**GIVEN PASSAGE**
◆ ◆ ◆ ◆ ◆ ◆ ◆
To be perfectly
clear, yes I have both, I got the latter as a present from students who thought
I needed one to fulfill the whole Indiana Jones image when traveling - although
due to awkwardly trying to explain to an official why I had I whip on one field
trip (not helped by catcalls from certain grad students), I don't take it with
me traveling any more, despite it being a great prop.
So today, the
morning was a bit of a disaster, the guide didn't appear and there was a big
phone around to track him down. Eventually persuaded a local boat operator to
go out to where he was staying and pick him up at his house. Having a guide was
pretty important because today was a canoe trip through jungle, and a journey
to what the locals called "the bat cave" (so I spent the morning with
the campy 70s batman theme running in my head). I was a little nervous of
having anything to do with a canoe, as last time I went canoeing, it capsized
(twice) and as a result of all my belongings getting soaked, I lost a camera
and iPhone, as well as my sense of humor and dignity. But all went well. We
paddled down narrow rivers through mangrove forest and dark avenues if palm
trees and ferns. It was a little like the (sadly already cancelled - didn't I
say I was a curse to TV shows) show "The River", or maybe "Heart
of Darkness". The highlight had to be passing under a two-toed sloth,
narrowly avoiding being pooped on in slow motion. I love sloths by the way.
◆ ◆ ◆ ◆ ◆ ◆ ◆
**EXTRACTED ENTRIES**
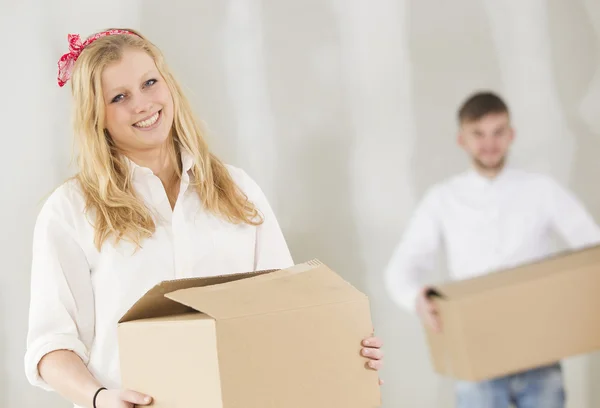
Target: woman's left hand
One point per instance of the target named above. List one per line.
(372, 350)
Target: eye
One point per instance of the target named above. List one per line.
(118, 98)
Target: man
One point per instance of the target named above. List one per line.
(488, 218)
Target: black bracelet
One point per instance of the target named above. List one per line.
(96, 396)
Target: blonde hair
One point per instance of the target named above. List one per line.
(104, 174)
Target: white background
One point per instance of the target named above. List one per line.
(343, 110)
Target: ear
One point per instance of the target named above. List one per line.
(511, 134)
(460, 139)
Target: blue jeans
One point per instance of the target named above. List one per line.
(539, 388)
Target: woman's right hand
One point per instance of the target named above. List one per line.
(121, 399)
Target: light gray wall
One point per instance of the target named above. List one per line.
(343, 110)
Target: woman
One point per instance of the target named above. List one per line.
(149, 203)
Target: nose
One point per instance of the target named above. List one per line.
(141, 103)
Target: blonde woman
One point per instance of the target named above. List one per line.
(150, 203)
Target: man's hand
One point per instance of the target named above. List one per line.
(428, 312)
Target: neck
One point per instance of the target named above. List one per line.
(488, 172)
(157, 160)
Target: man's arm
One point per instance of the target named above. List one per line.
(570, 218)
(415, 255)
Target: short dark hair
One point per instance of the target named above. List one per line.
(480, 104)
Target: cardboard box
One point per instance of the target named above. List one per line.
(273, 339)
(518, 319)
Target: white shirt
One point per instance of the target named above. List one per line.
(486, 225)
(78, 294)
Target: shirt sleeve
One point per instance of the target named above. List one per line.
(271, 250)
(570, 218)
(415, 255)
(61, 303)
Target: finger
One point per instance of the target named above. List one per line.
(374, 354)
(373, 342)
(375, 364)
(135, 397)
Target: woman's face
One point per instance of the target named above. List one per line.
(138, 103)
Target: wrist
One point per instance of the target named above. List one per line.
(96, 397)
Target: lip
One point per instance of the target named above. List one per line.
(155, 125)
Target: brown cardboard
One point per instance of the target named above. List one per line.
(518, 319)
(286, 338)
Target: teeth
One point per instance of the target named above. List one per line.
(148, 122)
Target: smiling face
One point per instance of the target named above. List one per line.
(487, 140)
(138, 103)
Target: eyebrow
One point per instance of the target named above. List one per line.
(119, 89)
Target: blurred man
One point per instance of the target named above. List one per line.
(490, 217)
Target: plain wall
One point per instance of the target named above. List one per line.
(342, 110)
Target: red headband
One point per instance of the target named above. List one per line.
(67, 61)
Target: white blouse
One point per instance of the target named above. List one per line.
(78, 293)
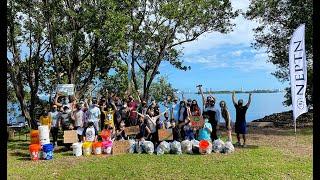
◆ ◆ ◆ ◆ ◆ ◆ ◆
**INSTRUCTION 1**
Rewrite the paragraph of the canoe trip account that begins "So today, the morning was a bit of a disaster" as a short bulleted list that keeps its main facts.
**INSTRUCTION 2**
In the canoe trip account, what animal did the canoe pass under during the highlight of the trip?

**ANSWER 1**
- The morning went badly: the guide didn't show up, and it took a lot of phoning to find him.
- A local boat operator was eventually persuaded to pick him up at his house.
- A guide was needed for the day's canoe trip through the jungle to a place the locals called "the bat cave."
- The writer was nervous about canoeing, since a previous canoe had capsized twice, ruining a camera and an iPhone.
- This time all went well, paddling down narrow rivers through mangrove forest and past palm trees and ferns.
- The highlight was passing under a two-toed sloth and narrowly avoiding being pooped on.

**ANSWER 2**
A two-toed sloth.